__DIRECTIONS__
Update the records below by replacing "innermost point" with "center point", keeping everything else the same.

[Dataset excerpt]
******
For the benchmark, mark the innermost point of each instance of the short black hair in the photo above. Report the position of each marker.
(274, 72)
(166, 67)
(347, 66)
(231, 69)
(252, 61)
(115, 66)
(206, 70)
******
__RESULT OF THIS EXERCISE__
For the benchmark, mark the center point of each instance of the short black hair in the photo above. Report the position of each marker.
(274, 72)
(166, 67)
(347, 66)
(231, 69)
(252, 61)
(115, 66)
(206, 70)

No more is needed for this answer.